▸ **EXERCISE PROMPT**
Rewrite the rows, starting with the one containing "Mark the dark" and continuing through the last row, with the requests included. Scale every answer coordinate by 1.95 and round it to a whole number, rounding halves up, but leave the requests and their sample coordinates unchanged.

(Excerpts of pointing data)
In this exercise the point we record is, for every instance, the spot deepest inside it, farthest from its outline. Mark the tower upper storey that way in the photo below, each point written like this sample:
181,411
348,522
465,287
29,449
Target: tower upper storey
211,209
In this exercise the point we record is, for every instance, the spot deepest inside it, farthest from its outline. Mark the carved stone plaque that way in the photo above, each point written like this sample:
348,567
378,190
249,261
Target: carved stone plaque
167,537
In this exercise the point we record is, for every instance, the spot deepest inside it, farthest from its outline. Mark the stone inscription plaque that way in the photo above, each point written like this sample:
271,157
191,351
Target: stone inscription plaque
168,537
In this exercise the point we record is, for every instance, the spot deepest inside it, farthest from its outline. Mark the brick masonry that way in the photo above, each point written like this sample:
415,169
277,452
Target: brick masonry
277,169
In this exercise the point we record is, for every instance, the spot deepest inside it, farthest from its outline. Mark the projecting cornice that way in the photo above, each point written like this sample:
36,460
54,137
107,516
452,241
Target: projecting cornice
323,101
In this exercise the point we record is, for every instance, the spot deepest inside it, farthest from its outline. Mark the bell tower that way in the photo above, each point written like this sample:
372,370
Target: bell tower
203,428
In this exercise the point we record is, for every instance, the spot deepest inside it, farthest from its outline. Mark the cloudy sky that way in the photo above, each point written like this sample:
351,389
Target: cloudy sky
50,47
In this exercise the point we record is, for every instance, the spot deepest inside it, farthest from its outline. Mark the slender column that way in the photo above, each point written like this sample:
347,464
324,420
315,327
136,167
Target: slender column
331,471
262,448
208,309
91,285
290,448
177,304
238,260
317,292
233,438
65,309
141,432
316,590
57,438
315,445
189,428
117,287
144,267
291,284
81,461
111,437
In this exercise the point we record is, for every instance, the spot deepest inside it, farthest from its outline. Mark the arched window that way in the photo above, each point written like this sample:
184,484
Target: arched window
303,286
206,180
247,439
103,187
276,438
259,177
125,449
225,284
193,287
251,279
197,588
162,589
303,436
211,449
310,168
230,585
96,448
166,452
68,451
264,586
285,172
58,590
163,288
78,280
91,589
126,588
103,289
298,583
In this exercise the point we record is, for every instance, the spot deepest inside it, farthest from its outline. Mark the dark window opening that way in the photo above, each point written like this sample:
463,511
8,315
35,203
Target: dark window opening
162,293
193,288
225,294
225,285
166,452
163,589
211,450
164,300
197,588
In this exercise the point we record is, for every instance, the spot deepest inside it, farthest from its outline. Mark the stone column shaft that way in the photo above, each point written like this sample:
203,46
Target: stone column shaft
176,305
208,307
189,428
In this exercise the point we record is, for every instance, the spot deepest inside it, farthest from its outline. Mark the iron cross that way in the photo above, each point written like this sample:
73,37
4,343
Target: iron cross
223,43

▸ **FULL ANSWER**
In this exercise the point we record is, for every instance, the spot deepest inside it, farthest from its outline. Mark the dark window opening that way in the photo above, each point written like this sample:
463,511
8,315
35,203
Target: dark window opening
316,571
376,562
439,573
439,556
324,881
318,1149
411,878
320,585
384,1147
In this exercise the point we record is, for every instance, the spot deepest inside it, farthest from its outline. Mark the stone column shaft that way in the photo above, each point written like this sample:
203,46
Target: stone column shaft
343,595
406,599
369,835
In this exercise the point we record is, for every instance, the spot deepest inside it, farthest from its outline. Mark the iron cross that way in the photo above, each point written like this sample:
73,37
4,343
Target: iron cross
435,84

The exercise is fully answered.